| STATED TASK |
In the data that follows, find the line containing "Reviewer check: make sure each instance of the domed"; then quote that line and every line after it, exactly, through the last one.
--- start of RECORDS SHOWN ---
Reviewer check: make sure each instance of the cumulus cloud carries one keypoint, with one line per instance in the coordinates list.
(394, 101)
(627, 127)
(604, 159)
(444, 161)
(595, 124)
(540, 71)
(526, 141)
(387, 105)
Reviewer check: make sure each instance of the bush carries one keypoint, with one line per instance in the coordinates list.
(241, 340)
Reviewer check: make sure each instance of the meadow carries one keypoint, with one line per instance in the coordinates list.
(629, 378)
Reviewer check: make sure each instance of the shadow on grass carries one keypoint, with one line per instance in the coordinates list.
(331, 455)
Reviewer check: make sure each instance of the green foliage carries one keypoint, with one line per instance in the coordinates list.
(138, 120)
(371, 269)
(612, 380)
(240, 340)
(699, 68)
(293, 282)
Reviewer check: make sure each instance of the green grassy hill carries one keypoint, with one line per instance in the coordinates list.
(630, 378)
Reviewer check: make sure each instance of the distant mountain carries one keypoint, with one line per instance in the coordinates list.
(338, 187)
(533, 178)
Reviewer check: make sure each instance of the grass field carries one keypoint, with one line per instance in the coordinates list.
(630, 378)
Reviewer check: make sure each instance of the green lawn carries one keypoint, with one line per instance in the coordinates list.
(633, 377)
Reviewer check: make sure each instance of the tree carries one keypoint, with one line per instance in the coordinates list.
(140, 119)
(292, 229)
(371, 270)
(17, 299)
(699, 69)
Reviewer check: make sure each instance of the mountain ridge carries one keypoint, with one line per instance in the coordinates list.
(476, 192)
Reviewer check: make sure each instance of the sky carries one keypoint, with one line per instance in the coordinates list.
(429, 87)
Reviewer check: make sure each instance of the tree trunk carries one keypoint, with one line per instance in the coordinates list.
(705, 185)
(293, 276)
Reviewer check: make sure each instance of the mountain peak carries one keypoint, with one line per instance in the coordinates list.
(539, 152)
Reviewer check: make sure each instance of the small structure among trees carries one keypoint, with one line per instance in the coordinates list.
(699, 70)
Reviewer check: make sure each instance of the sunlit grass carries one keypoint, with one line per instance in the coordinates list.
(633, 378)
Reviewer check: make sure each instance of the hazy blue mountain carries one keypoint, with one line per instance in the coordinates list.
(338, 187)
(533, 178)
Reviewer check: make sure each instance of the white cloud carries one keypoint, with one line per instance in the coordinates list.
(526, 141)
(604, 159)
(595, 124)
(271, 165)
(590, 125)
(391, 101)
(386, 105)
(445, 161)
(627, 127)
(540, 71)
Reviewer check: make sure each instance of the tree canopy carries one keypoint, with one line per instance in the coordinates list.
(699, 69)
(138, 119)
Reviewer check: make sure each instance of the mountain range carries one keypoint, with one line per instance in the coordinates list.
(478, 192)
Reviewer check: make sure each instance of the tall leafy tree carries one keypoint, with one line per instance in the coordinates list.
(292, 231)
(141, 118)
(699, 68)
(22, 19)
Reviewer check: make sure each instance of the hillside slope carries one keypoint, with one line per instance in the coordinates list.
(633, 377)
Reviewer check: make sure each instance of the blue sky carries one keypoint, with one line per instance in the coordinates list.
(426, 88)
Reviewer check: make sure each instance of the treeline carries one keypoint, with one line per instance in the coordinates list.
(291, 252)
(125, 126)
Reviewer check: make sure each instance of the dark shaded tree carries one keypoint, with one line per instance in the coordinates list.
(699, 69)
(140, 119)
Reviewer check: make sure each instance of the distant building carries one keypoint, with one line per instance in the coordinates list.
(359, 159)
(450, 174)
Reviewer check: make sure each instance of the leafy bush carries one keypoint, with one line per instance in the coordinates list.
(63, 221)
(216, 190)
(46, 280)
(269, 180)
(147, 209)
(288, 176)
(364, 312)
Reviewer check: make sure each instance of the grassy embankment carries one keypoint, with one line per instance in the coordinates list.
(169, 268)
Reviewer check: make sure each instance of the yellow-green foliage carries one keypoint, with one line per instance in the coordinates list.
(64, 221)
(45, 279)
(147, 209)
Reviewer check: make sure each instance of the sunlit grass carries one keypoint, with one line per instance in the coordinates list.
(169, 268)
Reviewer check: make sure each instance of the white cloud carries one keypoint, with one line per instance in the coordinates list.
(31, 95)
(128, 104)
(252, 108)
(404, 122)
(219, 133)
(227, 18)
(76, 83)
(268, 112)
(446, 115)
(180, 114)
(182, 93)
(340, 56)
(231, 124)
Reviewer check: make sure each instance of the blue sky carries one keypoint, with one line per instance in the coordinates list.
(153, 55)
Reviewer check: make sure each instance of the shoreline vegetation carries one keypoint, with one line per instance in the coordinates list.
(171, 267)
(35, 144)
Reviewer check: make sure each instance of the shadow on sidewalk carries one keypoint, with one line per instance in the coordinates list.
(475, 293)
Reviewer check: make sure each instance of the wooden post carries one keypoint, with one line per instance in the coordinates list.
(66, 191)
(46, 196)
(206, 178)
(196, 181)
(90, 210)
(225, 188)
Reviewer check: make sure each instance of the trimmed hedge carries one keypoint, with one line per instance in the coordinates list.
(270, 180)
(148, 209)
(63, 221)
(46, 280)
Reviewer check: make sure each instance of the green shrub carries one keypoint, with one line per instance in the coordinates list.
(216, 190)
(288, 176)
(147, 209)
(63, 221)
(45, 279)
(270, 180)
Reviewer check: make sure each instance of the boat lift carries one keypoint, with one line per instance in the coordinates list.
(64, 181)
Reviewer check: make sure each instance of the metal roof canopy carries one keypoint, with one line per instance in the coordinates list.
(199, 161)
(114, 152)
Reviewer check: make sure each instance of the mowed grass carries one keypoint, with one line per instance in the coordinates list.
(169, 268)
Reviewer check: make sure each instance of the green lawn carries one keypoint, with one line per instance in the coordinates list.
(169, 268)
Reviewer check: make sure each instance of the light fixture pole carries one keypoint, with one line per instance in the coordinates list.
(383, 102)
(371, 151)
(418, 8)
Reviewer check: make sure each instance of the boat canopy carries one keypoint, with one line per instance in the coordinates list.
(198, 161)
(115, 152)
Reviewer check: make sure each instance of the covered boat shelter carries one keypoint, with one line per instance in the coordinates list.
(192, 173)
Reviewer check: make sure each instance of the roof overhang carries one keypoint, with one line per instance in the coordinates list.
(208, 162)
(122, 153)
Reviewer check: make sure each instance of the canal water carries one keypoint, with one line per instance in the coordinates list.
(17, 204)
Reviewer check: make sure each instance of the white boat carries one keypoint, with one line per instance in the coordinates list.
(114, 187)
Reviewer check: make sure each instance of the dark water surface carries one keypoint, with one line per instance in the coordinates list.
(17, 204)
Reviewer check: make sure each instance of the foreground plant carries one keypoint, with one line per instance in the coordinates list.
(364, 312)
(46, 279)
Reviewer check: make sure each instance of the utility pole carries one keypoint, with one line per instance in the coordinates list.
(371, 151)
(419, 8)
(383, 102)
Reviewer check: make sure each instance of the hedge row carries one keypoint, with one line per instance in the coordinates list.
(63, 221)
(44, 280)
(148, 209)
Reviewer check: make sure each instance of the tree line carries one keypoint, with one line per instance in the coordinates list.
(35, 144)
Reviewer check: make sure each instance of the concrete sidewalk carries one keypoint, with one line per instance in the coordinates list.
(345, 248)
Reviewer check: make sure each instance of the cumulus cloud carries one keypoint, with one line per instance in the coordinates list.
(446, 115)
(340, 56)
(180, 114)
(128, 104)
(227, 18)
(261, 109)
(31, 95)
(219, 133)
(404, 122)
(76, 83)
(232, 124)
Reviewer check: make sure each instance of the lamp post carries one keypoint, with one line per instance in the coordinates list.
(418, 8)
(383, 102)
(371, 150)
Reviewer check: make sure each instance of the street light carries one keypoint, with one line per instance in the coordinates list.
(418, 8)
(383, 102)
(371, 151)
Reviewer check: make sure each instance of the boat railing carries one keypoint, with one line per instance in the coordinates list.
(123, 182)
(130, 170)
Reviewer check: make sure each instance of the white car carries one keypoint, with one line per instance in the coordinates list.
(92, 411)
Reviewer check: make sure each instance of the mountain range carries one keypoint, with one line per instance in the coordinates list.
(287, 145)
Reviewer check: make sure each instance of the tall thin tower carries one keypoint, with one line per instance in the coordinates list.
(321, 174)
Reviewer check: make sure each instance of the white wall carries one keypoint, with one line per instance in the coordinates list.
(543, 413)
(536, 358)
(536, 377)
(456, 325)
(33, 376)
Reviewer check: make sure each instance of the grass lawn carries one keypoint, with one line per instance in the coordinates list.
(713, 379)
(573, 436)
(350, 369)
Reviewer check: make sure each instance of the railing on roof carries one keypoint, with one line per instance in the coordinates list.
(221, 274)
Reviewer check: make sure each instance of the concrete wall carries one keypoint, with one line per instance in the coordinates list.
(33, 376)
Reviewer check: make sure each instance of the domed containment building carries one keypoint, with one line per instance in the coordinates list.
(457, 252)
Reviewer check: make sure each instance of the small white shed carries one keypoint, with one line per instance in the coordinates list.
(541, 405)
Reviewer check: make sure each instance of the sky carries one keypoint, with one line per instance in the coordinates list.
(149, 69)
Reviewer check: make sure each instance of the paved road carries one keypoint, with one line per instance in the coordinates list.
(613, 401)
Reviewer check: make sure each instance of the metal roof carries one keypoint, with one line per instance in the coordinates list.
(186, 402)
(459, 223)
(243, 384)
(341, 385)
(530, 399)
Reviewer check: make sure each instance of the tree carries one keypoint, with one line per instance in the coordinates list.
--- end of RECORDS SHOWN ---
| THE COMPLETED TASK |
Reviewer check: make sure each instance of the domed containment building carries one keypoint, with one line per instance in the coordinates list.
(457, 252)
Reviewer check: make sure each instance of the small white shed carries one keypoint, with one line per instance in the coordinates list.
(541, 405)
Reviewer check: make sure each instance of the sky carries one keypoint, with one line per instance in the coordinates list.
(149, 69)
Reviewer check: make sure each instance of the paved road carries one keypoint, with one line per instance in the coordinates list.
(613, 401)
Reviewer check: make sure each instance of the metal roof carries one keypoint, with one line per instance in the coordinates list.
(186, 402)
(459, 223)
(243, 384)
(341, 385)
(530, 399)
Reviewer check: make sure each instance of the tree carries one keypoint, with one line per instance in the coordinates list.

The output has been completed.